Produce an exact copy of the lines from the line containing "target | concrete power pole" through the last line of the listing below, both ends included, and nothing else.
== Available data ==
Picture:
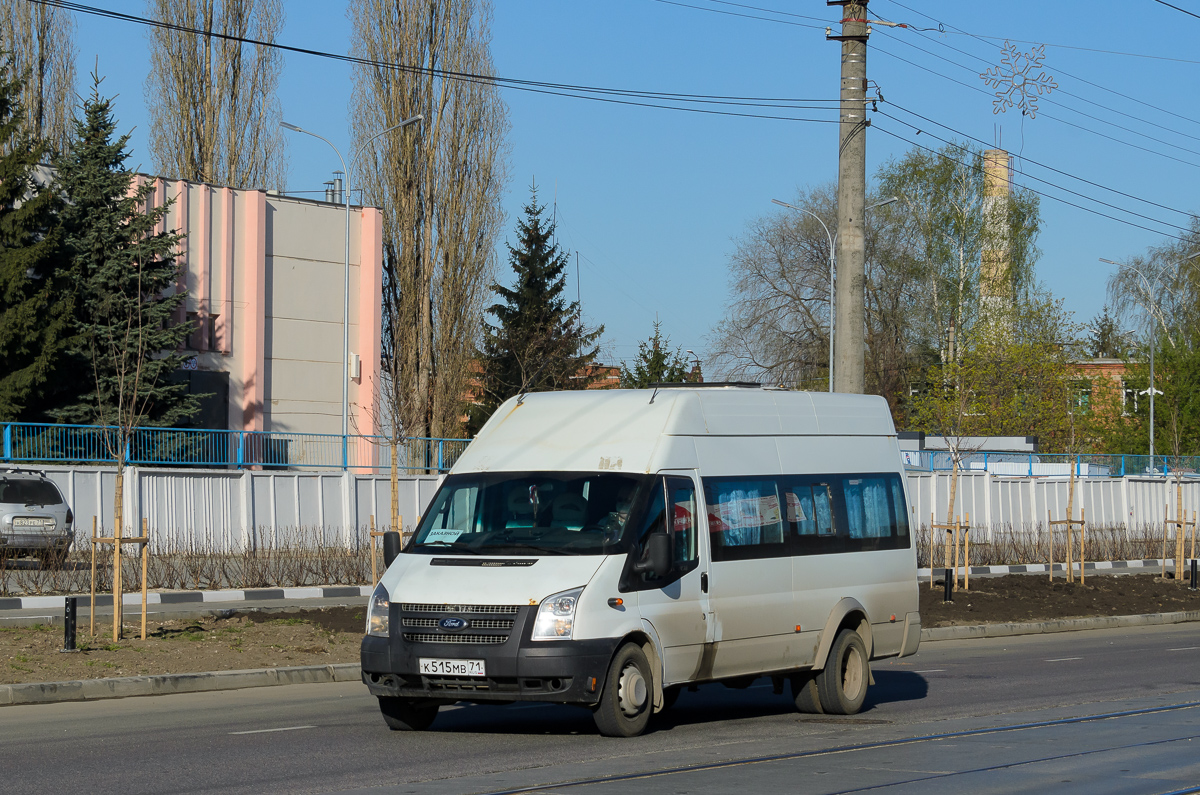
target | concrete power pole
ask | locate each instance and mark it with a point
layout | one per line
(850, 344)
===
Task response:
target | concrete power pole
ask | locate each instance and mark it with a point
layout | one per line
(850, 344)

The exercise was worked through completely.